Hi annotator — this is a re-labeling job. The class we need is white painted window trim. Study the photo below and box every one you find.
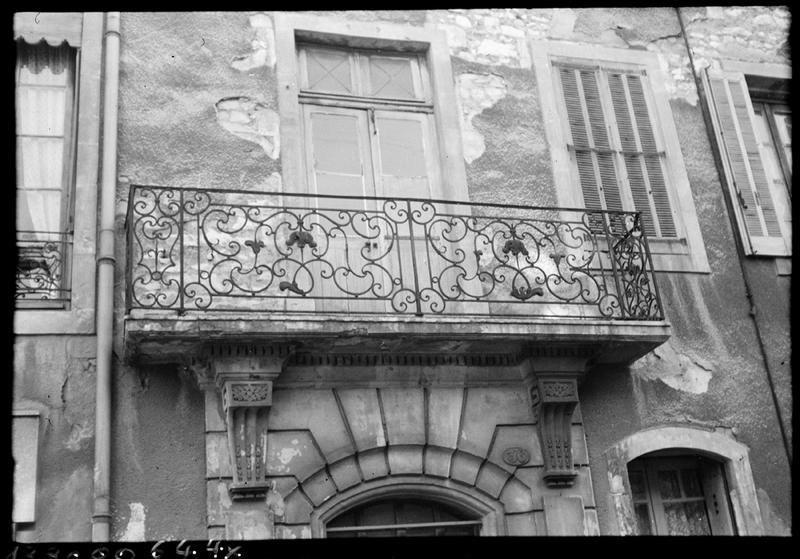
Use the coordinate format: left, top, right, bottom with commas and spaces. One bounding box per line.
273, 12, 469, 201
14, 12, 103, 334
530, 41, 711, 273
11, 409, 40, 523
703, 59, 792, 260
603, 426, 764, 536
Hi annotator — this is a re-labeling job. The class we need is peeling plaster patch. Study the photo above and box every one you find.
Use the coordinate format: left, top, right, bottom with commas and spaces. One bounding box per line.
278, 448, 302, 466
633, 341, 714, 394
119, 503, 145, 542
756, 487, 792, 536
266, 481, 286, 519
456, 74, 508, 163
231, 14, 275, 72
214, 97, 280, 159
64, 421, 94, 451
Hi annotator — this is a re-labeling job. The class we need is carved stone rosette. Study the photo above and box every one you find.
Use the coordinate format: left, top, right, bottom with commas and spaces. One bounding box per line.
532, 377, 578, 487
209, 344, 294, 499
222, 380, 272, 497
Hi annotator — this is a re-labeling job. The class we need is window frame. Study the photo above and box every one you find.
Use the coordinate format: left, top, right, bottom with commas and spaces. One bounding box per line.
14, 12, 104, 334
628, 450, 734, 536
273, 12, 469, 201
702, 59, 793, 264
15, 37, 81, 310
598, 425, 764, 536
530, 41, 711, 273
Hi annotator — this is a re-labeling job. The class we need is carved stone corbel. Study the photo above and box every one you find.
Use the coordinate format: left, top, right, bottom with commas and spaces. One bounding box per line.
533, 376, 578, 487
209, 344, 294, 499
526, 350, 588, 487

* * *

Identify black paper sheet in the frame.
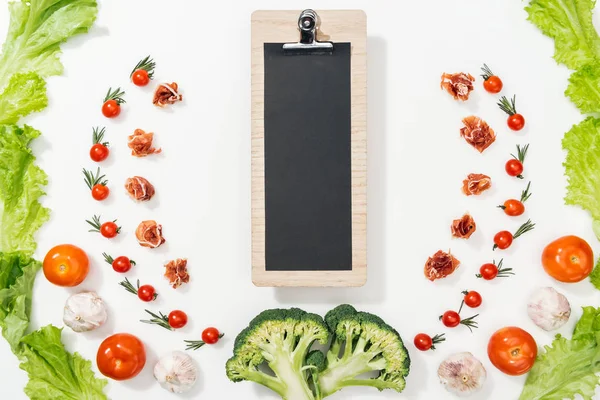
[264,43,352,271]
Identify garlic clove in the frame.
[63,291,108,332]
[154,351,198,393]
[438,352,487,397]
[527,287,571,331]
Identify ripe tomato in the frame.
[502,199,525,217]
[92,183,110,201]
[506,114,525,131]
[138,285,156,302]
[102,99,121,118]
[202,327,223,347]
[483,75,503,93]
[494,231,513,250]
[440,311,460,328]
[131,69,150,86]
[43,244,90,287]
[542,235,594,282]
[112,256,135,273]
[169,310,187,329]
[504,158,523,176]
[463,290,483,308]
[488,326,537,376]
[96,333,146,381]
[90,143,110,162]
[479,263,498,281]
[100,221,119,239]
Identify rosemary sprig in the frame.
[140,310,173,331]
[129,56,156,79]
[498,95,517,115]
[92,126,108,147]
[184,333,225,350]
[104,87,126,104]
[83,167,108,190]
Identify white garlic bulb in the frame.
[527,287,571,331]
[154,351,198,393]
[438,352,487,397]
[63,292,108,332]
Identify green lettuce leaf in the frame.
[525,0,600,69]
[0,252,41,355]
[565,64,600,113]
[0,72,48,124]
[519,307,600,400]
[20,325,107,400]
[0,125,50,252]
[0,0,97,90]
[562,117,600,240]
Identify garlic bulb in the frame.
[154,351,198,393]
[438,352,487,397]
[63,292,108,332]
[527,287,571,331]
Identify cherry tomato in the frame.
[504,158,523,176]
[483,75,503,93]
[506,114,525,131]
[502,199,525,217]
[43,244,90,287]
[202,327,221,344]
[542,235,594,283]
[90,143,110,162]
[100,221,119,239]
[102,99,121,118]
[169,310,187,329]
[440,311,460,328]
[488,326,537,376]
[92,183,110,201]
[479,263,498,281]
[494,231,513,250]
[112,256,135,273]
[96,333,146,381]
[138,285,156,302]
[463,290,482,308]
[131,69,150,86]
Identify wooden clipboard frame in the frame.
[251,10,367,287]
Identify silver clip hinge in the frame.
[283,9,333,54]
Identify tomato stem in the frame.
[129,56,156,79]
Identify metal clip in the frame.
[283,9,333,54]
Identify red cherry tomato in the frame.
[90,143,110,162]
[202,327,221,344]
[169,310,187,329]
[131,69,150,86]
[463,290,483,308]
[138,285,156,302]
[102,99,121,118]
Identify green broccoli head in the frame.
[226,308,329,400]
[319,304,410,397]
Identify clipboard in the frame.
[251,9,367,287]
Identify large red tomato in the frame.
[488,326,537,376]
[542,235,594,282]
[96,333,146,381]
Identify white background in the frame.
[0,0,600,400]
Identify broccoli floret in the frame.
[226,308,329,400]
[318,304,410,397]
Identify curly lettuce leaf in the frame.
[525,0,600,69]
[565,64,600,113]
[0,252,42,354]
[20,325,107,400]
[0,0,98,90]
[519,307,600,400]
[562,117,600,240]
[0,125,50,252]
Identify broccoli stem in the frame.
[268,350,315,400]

---

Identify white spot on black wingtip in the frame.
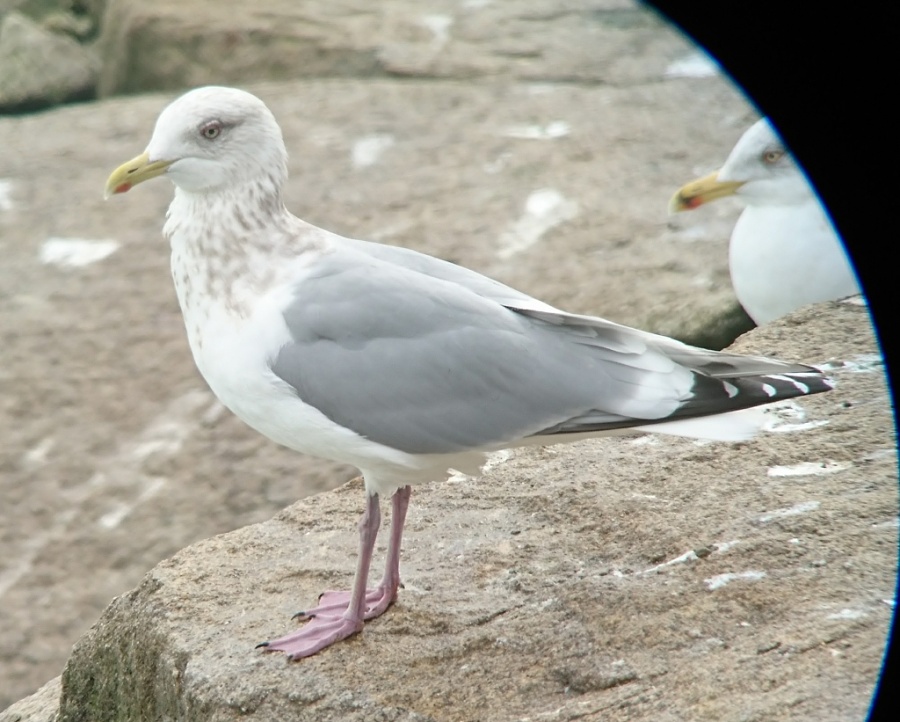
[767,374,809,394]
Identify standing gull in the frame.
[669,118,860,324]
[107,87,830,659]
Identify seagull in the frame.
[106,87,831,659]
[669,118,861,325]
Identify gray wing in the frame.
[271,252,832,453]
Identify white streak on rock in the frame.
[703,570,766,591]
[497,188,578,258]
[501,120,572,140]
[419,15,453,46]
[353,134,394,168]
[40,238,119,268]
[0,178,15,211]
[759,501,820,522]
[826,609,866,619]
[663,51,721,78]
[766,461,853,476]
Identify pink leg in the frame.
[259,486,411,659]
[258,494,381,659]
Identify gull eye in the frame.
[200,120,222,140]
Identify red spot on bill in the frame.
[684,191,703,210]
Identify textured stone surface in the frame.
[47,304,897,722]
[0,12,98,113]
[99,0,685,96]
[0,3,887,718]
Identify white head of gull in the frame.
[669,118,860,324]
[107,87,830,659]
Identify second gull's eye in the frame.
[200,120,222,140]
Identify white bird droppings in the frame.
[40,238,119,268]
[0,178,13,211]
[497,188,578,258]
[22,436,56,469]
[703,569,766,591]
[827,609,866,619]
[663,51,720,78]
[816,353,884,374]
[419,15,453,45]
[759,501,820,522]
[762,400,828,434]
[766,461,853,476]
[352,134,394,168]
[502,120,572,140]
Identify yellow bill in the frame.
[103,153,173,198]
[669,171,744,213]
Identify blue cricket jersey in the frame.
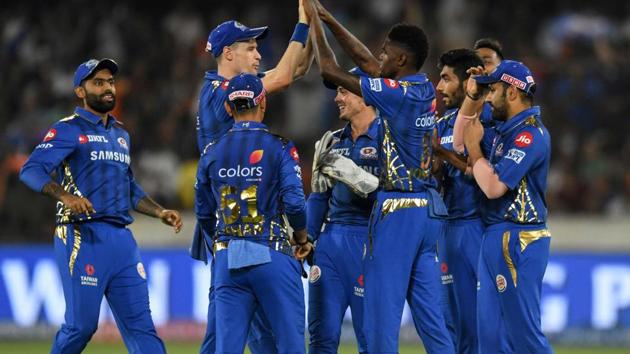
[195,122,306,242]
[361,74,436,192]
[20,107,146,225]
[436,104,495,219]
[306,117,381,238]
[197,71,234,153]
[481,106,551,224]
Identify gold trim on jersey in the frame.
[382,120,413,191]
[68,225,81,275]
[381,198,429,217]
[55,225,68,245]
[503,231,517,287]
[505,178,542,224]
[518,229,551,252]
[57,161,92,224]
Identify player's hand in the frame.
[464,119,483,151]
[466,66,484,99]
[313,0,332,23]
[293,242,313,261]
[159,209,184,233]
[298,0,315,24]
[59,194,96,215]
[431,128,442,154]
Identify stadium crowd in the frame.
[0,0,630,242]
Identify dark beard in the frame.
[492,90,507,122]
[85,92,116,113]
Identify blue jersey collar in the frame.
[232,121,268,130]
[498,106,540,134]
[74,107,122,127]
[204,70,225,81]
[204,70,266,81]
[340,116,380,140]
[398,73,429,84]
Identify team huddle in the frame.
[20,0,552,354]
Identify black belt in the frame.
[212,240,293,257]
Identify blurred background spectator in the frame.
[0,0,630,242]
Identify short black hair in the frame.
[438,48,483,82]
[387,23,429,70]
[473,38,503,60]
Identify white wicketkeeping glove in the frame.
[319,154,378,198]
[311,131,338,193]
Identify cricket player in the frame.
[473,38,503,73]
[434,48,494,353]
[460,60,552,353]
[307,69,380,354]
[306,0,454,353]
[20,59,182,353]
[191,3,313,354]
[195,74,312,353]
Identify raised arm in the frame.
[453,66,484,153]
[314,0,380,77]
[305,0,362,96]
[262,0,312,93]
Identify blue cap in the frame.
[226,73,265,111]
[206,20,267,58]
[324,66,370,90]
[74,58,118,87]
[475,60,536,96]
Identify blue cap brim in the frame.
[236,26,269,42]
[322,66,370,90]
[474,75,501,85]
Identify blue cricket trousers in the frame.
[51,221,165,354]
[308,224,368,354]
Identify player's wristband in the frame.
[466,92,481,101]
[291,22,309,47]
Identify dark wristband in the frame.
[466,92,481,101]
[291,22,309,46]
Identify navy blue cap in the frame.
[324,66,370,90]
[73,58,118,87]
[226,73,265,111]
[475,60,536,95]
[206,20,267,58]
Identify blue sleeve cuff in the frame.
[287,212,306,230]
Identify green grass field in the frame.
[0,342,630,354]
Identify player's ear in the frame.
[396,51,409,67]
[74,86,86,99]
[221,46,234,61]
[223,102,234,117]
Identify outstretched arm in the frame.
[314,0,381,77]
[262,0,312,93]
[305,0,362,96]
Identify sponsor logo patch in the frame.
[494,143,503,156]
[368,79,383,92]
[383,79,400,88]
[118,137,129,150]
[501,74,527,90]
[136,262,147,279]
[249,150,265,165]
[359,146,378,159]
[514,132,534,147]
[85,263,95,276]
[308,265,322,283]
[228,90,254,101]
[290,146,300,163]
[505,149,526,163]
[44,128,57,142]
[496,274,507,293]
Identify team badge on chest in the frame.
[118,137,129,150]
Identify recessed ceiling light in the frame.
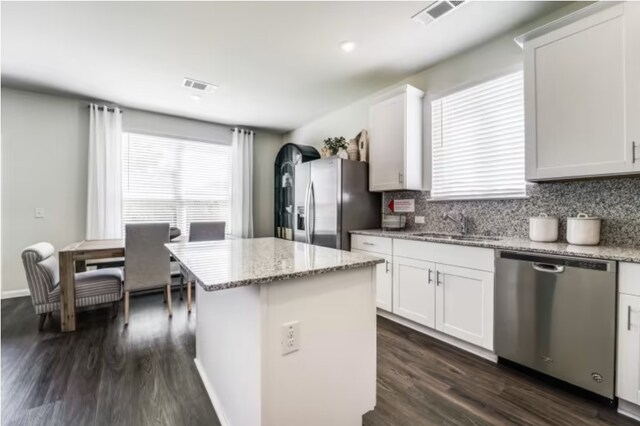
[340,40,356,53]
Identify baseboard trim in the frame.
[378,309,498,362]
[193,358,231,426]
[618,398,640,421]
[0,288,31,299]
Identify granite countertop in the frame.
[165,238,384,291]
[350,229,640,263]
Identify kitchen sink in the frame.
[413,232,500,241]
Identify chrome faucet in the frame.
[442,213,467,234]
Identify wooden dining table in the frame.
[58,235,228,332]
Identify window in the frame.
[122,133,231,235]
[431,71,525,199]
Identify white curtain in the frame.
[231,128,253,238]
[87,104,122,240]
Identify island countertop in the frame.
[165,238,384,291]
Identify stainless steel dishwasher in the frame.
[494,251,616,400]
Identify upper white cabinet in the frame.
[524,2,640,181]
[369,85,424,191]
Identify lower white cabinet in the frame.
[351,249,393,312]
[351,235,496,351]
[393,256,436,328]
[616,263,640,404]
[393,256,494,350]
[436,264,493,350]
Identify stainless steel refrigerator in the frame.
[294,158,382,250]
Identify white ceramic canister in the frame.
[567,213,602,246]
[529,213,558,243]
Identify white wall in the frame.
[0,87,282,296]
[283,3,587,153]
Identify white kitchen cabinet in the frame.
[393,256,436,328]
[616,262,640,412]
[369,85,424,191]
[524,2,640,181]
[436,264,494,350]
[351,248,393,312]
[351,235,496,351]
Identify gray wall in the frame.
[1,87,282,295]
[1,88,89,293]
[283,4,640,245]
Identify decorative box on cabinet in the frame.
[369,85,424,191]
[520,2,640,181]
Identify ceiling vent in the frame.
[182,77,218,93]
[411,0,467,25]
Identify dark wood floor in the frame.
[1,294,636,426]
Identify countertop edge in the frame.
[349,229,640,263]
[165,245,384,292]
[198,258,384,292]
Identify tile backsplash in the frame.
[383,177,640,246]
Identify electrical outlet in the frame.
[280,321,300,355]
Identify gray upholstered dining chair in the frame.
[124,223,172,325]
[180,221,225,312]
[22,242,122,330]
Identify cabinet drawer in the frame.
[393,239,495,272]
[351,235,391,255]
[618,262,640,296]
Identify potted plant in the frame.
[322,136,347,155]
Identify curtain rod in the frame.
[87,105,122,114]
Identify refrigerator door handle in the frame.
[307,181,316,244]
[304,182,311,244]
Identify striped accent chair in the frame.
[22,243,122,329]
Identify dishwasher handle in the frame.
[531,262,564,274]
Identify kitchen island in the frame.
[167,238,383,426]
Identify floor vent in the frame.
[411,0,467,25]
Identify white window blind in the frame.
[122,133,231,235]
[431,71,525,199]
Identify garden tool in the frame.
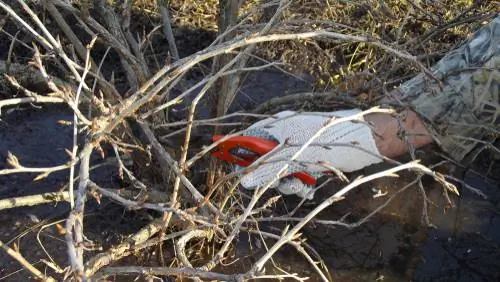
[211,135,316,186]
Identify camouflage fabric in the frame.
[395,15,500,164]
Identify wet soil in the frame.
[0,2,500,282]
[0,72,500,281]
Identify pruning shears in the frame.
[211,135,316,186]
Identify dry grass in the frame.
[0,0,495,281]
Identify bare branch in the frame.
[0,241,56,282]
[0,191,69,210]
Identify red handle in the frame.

> [Exercise prompt]: Turn the entries into a numbered list, starting with the line that contains "Identify wooden clipboard frame in the frame." and going on through the line that contains "[318,304,410,397]". Leave out any blank lines.

> [Result of the exercise]:
1. Identify wooden clipboard frame in the frame.
2. [251,10,367,287]
3. Identify silver clip hinge in the frame.
4. [283,9,333,54]
5. Identify tomato stem in the frame.
6. [129,56,156,79]
7. Identify metal clip in the frame.
8. [283,9,333,54]
9. Identify red cherry tomato in the frame.
10. [90,143,110,162]
11. [202,327,221,344]
12. [169,310,187,329]
13. [131,69,150,86]
14. [463,290,483,308]
15. [138,285,156,302]
16. [102,99,121,118]
17. Identify green broccoli head in the frame.
18. [226,308,329,400]
19. [319,304,410,397]
20. Identify clipboard in the frame.
21. [251,9,367,287]
22. Identify large red tomato in the frame.
23. [488,326,537,376]
24. [542,235,594,282]
25. [96,333,146,381]
26. Identify white background in the frame.
27. [0,0,600,400]
28. Identify broccoli floret in the frame.
29. [226,308,329,400]
30. [318,304,410,397]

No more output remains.